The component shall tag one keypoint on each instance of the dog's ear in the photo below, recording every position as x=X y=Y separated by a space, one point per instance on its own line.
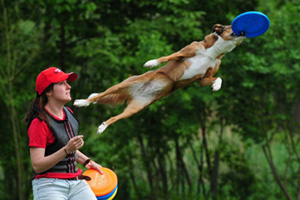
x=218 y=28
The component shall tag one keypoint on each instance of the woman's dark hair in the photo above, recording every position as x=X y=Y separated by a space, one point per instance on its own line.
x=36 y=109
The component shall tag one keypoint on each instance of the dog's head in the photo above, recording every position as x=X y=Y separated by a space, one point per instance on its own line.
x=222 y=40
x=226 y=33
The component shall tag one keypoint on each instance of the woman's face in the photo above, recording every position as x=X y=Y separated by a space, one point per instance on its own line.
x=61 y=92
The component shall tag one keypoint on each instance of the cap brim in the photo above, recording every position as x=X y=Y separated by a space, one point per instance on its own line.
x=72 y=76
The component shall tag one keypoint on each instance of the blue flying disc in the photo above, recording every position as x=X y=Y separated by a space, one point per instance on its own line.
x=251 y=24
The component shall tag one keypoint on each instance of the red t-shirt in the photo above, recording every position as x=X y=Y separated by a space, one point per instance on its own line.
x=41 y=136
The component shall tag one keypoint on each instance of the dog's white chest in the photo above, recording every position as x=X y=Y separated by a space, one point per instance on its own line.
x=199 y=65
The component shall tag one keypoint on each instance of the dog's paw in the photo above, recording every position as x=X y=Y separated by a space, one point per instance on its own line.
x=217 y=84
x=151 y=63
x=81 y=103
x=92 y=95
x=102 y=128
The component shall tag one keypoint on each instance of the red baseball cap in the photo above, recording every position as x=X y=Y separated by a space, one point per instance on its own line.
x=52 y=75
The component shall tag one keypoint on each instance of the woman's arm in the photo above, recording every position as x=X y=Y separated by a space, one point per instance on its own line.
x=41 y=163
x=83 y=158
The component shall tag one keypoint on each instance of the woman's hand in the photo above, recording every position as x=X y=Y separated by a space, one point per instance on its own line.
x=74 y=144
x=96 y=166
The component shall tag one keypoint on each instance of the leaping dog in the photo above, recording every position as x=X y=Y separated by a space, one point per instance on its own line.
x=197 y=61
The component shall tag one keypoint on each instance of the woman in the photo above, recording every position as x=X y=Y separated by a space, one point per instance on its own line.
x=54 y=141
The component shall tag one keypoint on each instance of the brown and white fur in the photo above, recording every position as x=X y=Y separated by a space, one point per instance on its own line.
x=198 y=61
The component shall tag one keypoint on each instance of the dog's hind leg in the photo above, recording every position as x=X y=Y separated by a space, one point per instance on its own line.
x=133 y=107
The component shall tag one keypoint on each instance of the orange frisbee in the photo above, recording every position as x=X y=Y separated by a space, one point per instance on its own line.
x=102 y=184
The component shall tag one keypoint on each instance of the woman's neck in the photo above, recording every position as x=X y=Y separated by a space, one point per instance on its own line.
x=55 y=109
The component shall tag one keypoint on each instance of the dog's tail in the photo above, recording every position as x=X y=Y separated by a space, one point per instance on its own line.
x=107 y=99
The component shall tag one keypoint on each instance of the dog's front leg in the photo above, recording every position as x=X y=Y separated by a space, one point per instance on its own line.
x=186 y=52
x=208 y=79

==

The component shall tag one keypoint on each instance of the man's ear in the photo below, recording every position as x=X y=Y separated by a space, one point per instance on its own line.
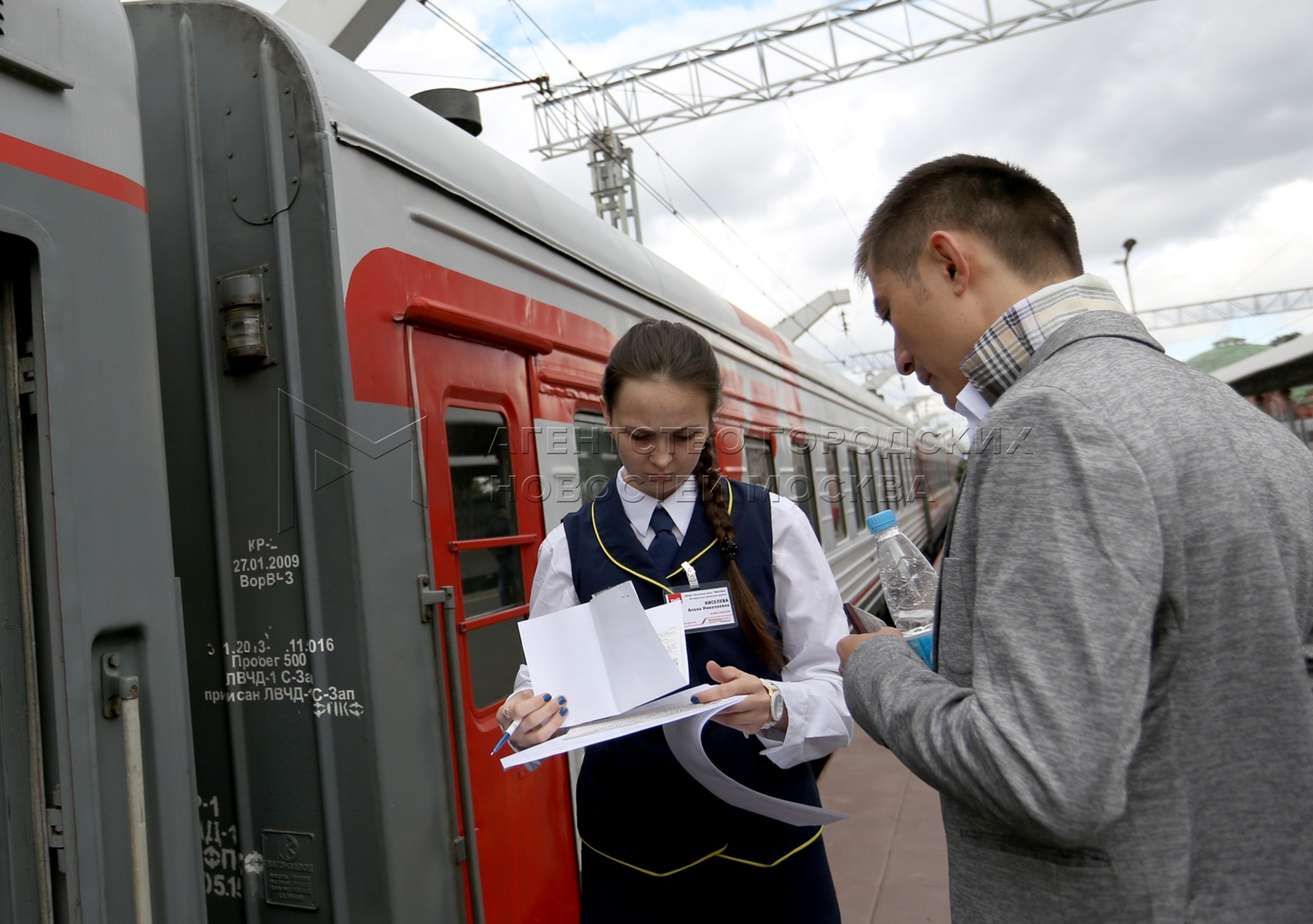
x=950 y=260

==

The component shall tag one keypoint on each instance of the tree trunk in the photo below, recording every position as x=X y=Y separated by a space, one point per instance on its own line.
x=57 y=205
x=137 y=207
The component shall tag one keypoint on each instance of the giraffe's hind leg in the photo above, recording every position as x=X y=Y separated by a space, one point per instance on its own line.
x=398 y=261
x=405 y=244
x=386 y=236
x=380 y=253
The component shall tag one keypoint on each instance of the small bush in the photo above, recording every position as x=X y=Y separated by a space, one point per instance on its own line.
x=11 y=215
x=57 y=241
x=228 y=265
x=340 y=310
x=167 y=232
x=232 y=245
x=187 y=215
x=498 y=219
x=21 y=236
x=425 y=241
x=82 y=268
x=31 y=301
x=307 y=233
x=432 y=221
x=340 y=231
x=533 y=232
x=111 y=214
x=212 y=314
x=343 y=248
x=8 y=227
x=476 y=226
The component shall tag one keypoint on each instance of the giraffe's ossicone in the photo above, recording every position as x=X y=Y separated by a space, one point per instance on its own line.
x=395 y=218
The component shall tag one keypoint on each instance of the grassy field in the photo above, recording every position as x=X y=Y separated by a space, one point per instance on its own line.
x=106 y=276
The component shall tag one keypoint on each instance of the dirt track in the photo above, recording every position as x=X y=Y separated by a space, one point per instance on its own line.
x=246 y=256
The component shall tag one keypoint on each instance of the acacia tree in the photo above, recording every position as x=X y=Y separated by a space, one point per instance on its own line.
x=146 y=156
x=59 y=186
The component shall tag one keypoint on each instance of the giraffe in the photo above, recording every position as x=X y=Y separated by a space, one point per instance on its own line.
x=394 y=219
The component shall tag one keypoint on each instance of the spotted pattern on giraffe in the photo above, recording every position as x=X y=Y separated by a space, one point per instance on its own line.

- [Aufgabenstellung] Suchen Sie in den obigen Daten jede Zeile, die das Wort „face“ enthält, und schreiben Sie diese Zeilen vollständig ab.

- [Lösung]
The component shall tag one keypoint on each instance of the woman's face in the photo above, recording every position as x=X y=Y separated by a space, one point per instance on its own line.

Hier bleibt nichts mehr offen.